__EXERCISE PROMPT__
Convert the rows below into a JSON list of strings, one string per line with blank lines left out, starting with the line that contains "Task: in the photo above, where can the marsh" and going on through the line that contains "x=289, y=231". Include only those lines.

(Dataset excerpt)

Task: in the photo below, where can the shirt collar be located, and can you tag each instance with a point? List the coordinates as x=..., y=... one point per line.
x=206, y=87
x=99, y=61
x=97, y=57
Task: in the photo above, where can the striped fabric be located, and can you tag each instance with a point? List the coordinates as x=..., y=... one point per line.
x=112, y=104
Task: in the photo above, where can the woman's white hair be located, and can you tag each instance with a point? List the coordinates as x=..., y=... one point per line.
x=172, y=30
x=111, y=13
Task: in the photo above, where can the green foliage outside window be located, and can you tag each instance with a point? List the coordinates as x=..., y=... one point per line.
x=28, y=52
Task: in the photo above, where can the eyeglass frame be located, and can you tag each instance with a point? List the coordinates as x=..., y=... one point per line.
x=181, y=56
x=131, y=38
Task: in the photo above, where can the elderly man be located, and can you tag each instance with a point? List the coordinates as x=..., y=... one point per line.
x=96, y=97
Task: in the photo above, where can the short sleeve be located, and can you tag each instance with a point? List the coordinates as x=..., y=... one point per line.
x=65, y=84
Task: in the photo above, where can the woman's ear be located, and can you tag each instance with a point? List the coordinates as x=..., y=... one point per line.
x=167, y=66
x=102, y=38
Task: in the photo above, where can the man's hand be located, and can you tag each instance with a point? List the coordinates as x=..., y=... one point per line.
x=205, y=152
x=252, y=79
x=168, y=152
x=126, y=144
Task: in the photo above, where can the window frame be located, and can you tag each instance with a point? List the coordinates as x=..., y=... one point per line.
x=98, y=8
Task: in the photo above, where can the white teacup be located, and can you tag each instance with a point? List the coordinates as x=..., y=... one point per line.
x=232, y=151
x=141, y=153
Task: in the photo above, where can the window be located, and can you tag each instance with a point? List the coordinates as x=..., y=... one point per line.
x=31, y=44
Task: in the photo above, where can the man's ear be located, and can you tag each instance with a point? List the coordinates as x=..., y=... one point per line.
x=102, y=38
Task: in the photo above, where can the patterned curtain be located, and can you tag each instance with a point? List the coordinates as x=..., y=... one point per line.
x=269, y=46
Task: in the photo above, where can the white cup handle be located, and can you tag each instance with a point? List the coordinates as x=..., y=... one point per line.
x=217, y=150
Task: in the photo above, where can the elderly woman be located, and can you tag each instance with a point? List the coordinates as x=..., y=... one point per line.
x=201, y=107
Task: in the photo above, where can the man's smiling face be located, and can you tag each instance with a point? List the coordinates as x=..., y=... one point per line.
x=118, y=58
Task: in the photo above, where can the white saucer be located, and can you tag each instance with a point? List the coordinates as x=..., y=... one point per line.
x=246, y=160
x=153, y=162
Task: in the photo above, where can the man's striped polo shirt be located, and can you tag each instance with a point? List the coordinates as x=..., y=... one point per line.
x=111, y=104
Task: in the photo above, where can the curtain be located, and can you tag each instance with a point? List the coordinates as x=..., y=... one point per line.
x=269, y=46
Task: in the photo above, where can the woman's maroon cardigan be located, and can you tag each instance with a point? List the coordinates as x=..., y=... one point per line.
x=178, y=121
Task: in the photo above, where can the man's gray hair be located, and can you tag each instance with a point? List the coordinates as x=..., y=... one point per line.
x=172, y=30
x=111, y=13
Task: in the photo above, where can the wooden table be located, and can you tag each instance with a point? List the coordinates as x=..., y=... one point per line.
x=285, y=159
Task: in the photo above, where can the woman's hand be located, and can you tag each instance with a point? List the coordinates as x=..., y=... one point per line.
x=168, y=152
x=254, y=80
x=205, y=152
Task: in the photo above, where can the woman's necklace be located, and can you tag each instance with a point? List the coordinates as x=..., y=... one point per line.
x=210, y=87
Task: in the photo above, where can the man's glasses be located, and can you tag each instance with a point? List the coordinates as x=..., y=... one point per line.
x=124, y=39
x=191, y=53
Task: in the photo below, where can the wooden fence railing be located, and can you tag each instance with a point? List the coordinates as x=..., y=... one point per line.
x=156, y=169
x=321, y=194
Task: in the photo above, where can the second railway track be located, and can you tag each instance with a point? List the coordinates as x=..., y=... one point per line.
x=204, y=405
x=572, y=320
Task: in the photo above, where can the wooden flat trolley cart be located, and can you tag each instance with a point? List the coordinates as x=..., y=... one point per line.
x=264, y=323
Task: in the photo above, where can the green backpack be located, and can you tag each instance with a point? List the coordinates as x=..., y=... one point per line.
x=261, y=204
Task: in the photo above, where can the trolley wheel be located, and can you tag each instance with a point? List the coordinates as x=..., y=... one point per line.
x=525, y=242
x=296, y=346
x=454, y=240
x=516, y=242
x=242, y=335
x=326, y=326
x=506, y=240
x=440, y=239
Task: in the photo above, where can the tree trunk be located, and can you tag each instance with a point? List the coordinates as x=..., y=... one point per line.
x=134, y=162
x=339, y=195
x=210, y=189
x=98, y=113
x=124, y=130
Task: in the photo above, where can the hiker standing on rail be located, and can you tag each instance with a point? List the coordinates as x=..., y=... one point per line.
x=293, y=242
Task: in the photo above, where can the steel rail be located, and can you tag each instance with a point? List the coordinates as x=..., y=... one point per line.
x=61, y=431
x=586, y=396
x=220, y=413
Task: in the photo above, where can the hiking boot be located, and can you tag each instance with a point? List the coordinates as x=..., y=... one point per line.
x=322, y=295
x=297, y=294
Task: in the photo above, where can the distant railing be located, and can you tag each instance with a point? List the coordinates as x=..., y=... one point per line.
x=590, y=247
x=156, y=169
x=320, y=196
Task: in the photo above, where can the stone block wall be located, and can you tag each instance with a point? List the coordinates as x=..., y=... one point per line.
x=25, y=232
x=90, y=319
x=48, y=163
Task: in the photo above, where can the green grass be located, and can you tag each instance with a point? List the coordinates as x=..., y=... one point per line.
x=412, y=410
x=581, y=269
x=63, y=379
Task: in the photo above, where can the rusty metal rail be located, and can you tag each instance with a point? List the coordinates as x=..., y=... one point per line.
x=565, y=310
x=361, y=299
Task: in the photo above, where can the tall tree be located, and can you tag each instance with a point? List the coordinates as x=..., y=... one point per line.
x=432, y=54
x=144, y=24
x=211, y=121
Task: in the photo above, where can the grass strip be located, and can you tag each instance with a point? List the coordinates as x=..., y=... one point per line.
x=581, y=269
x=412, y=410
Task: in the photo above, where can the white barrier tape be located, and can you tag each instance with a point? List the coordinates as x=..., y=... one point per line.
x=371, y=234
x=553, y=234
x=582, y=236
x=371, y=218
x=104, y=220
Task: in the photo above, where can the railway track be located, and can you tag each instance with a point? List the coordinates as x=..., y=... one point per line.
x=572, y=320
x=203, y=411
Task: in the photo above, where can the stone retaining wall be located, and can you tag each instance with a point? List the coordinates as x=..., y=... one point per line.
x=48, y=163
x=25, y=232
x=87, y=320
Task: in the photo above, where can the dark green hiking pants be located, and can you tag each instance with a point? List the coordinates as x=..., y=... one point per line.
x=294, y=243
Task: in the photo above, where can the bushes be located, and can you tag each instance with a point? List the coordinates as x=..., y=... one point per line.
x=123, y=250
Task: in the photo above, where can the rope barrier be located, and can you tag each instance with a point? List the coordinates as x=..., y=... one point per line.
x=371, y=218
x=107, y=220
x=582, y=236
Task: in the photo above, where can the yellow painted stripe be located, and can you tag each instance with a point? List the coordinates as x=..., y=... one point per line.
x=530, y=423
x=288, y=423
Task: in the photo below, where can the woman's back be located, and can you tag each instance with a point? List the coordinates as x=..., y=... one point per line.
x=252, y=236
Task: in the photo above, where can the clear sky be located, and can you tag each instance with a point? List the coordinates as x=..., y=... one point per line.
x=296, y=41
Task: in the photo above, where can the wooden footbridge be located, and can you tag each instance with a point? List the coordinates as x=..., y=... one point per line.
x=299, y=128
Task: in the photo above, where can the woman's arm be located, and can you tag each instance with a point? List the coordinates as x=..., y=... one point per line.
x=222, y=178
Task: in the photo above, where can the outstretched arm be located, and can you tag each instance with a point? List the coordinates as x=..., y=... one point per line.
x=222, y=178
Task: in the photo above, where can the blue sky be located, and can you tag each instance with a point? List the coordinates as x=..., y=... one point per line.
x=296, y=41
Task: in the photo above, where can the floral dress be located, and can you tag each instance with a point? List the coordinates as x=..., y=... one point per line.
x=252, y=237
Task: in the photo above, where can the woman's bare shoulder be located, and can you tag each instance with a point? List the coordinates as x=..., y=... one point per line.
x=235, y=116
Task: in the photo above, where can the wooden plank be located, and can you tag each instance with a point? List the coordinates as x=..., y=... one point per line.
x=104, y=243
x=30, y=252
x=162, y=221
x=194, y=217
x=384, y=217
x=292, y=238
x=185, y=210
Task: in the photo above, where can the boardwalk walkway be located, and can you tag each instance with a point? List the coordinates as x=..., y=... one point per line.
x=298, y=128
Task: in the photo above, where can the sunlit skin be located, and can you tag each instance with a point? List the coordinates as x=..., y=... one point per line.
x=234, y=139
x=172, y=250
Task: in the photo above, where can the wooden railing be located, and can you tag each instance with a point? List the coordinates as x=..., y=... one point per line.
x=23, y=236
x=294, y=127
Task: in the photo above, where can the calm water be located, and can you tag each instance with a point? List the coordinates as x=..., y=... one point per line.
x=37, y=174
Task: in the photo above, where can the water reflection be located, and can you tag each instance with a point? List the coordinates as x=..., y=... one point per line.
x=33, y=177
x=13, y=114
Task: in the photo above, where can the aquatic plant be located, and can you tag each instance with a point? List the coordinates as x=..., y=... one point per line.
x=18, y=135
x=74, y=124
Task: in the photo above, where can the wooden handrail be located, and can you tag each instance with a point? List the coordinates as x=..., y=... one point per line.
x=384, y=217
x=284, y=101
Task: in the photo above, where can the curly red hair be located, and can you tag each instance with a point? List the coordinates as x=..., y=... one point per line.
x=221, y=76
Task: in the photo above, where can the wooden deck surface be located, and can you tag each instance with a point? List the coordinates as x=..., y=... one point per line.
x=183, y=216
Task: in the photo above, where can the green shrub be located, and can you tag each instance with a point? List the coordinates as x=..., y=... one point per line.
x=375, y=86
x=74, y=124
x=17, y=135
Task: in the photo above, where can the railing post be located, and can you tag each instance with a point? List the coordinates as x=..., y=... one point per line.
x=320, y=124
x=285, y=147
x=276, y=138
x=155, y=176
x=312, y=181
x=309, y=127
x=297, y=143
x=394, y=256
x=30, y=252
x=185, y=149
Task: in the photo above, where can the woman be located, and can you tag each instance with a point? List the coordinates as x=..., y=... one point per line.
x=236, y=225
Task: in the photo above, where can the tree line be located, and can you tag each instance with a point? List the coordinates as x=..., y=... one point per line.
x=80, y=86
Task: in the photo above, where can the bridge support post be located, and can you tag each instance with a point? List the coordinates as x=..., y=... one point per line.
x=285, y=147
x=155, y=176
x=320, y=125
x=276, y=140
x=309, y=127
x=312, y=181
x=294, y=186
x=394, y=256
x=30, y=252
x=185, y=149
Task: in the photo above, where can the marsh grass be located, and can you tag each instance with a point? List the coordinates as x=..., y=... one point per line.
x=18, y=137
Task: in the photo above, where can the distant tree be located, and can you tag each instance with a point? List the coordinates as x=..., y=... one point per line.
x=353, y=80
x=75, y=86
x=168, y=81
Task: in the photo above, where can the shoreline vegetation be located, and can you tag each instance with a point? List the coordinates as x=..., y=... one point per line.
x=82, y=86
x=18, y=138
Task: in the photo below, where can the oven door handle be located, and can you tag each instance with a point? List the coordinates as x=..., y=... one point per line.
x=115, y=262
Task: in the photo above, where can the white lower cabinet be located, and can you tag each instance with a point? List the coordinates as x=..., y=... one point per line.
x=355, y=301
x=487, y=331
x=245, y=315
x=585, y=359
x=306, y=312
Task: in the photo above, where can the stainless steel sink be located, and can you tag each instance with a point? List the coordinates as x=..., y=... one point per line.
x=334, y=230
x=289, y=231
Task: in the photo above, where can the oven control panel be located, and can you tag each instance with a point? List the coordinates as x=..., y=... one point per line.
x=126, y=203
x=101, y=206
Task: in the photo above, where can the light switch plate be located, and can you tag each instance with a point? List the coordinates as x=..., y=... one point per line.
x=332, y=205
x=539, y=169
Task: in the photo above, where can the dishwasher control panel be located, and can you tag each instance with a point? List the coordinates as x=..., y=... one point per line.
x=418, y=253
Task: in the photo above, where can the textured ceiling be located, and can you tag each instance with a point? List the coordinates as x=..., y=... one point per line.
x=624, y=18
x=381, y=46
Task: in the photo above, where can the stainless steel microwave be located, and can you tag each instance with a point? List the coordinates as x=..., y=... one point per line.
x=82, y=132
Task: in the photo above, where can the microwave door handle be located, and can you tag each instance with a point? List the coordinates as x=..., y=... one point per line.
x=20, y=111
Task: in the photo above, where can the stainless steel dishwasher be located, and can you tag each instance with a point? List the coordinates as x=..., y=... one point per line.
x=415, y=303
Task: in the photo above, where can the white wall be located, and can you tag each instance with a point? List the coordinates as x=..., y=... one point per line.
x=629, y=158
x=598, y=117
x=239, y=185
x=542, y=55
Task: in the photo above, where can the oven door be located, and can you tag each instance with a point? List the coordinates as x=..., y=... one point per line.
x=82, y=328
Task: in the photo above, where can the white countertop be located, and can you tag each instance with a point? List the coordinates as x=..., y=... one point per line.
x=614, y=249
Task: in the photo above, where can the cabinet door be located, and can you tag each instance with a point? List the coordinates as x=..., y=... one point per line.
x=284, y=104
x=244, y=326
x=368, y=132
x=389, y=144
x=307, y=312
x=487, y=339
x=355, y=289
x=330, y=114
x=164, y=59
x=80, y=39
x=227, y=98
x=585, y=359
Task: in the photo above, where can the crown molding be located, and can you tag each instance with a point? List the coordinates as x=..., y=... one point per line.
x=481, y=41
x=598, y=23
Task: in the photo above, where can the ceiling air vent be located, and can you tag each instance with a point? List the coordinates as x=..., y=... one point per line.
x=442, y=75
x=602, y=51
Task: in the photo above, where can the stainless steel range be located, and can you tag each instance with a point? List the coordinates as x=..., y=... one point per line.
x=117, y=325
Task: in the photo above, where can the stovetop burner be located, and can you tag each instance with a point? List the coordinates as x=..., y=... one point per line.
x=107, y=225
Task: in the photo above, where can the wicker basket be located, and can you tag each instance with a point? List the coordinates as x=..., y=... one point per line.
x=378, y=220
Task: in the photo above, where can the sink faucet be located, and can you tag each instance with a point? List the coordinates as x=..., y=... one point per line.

__TASK OUTPUT__
[
  "Task: in the photo above, where can the marsh grass be located, and can you tag each instance with a point? List the coordinates as x=..., y=... one point per line.",
  "x=18, y=137",
  "Task: in the photo above, where can the distant tree be located, and can you tag each instance with a point? List the coordinates as x=..., y=... one point per line.",
  "x=353, y=80",
  "x=75, y=86",
  "x=168, y=81",
  "Task: in the photo above, where can the shoreline vegetation be located, and can you tag each instance with a point? List the coordinates as x=..., y=... one point per line.",
  "x=82, y=86",
  "x=18, y=138",
  "Task: in the photo below, where can the oven door handle be located, and can you tag each instance with a point? List the coordinates as x=..., y=... one point per line.",
  "x=115, y=262",
  "Task: in the photo above, where can the white lower cabinet be located, and can you tag each instance with a point? List the coordinates as x=..., y=... one point per line.",
  "x=355, y=301",
  "x=487, y=331",
  "x=245, y=315",
  "x=585, y=359",
  "x=306, y=312",
  "Task: in the photo above, where can the stainless steel sink be located, and can you tag each instance with a point? List the coordinates as x=..., y=... one point per line.",
  "x=334, y=230",
  "x=289, y=231"
]